Referring expression pointing data:
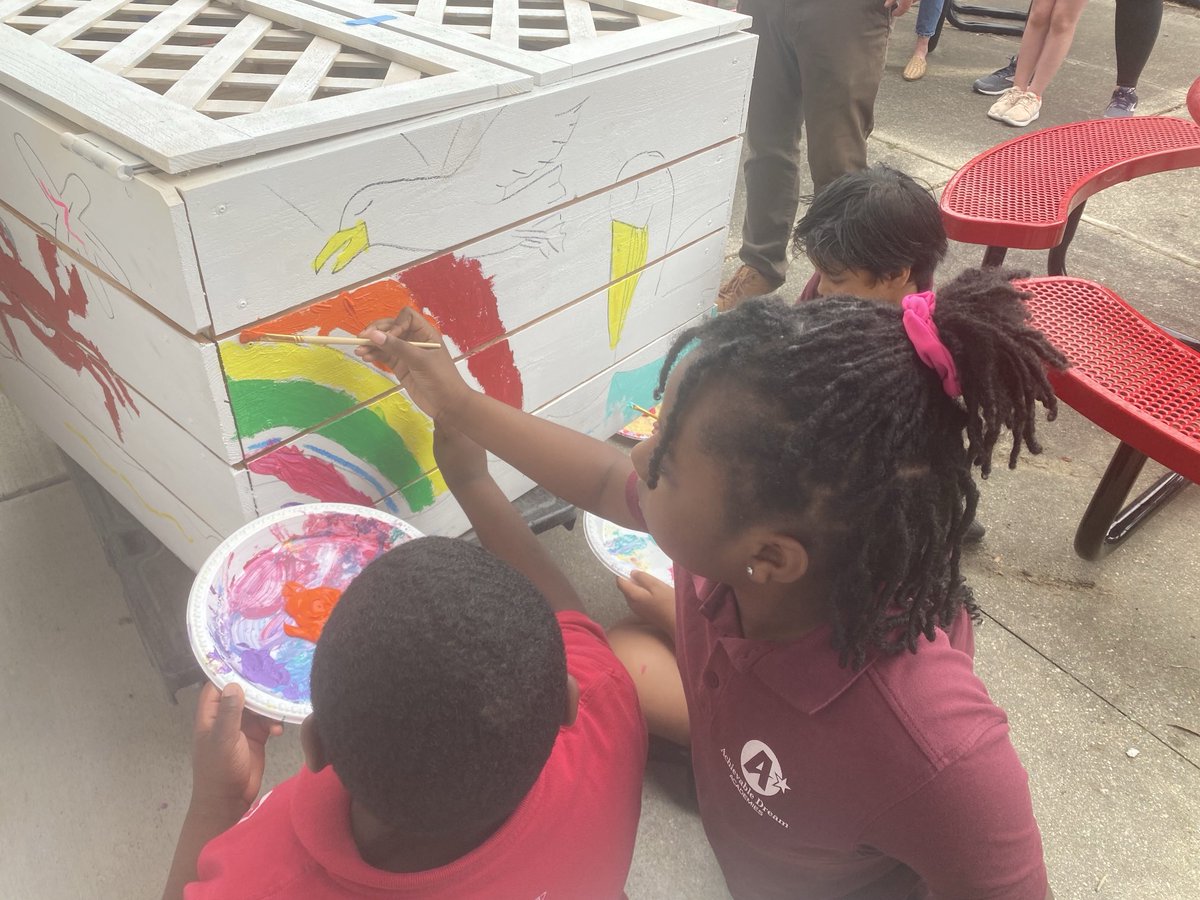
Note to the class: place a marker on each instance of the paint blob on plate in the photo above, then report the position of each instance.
(243, 611)
(641, 427)
(624, 551)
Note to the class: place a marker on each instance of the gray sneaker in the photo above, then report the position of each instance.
(1125, 101)
(999, 81)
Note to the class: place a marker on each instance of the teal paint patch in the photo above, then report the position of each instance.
(633, 387)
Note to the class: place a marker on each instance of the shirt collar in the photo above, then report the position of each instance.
(805, 672)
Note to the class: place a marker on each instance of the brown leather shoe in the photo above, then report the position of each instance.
(745, 282)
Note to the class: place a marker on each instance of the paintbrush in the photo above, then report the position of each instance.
(330, 340)
(645, 412)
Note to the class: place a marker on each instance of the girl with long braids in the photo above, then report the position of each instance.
(811, 479)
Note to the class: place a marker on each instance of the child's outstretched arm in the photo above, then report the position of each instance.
(581, 469)
(228, 756)
(496, 521)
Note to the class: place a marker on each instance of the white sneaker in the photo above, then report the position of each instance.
(1003, 103)
(1024, 111)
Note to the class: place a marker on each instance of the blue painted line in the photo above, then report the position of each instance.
(384, 495)
(372, 21)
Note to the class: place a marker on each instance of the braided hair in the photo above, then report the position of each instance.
(832, 430)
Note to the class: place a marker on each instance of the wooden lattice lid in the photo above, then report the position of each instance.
(189, 83)
(551, 40)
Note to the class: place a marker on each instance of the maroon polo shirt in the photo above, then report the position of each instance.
(893, 781)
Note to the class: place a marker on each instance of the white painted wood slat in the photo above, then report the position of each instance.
(15, 7)
(505, 23)
(129, 115)
(301, 82)
(142, 42)
(217, 63)
(431, 10)
(77, 22)
(399, 76)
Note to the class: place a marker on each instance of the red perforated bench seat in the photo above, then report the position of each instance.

▶ **INSTRUCTIONS FOR THE TASK**
Please set down the data above exactly as given, leaving every picture out.

▶ **EXPECTED ANSWER**
Note to the class: place a marker on each instance of the paint blob on plate in the photo above, then report the position of each instance.
(243, 611)
(641, 427)
(624, 551)
Note to the class: place a marker on each instance of the gray sneaker in the photo above, then report the position of each instance.
(1125, 101)
(999, 81)
Note to the class: place a marker on each instance of the teal paint patch in the photo above, then report the position of each instance.
(633, 387)
Note to the class: place a marker on each instance of the shirt collar in the photo above, then report the position of each instance.
(805, 672)
Note to the class: place a marker on each instance of the brown leather shoe in the photo above, then report the position of each instance.
(745, 282)
Note to the class: place a marker on each instance of the paintbrush in the photo above, then report the position of each instance.
(330, 340)
(645, 412)
Note to the class: place a marker on each instance of the girl with long braids in the photo above, then report the position of each instance.
(811, 479)
Note to the class: place a marker on each instance of the child's outstretched arm in the photo above, then report the position of each instance.
(581, 469)
(228, 756)
(496, 521)
Note to the class: place a marker on each instance of the white sneaker in the photo above, then report the position of each instance.
(1003, 103)
(1024, 111)
Note to the class: place a marker on each instance of the blue painted line in the photo above, then report the position of each instance.
(384, 495)
(372, 21)
Note to the class: place a marker on each instance of the braided hair in the photo above, then report the position of each instance.
(832, 430)
Note to the class: place a marker on each instance of the wooden lattice lid in the photo above, then report the position of each instance.
(189, 83)
(551, 40)
Note to the class: place a marker on each instance of the maroon polo shirt in the photo above, then report the position of each instance.
(893, 781)
Note to the class: place a marker on each instance of the white painted wood slat in the photo above, then report the position of each instance.
(15, 7)
(505, 23)
(129, 115)
(301, 82)
(142, 42)
(217, 63)
(431, 10)
(77, 22)
(399, 76)
Note to the class: place a marker on each instance of the red perforated bench seat in the photo above, then report the position of each instance.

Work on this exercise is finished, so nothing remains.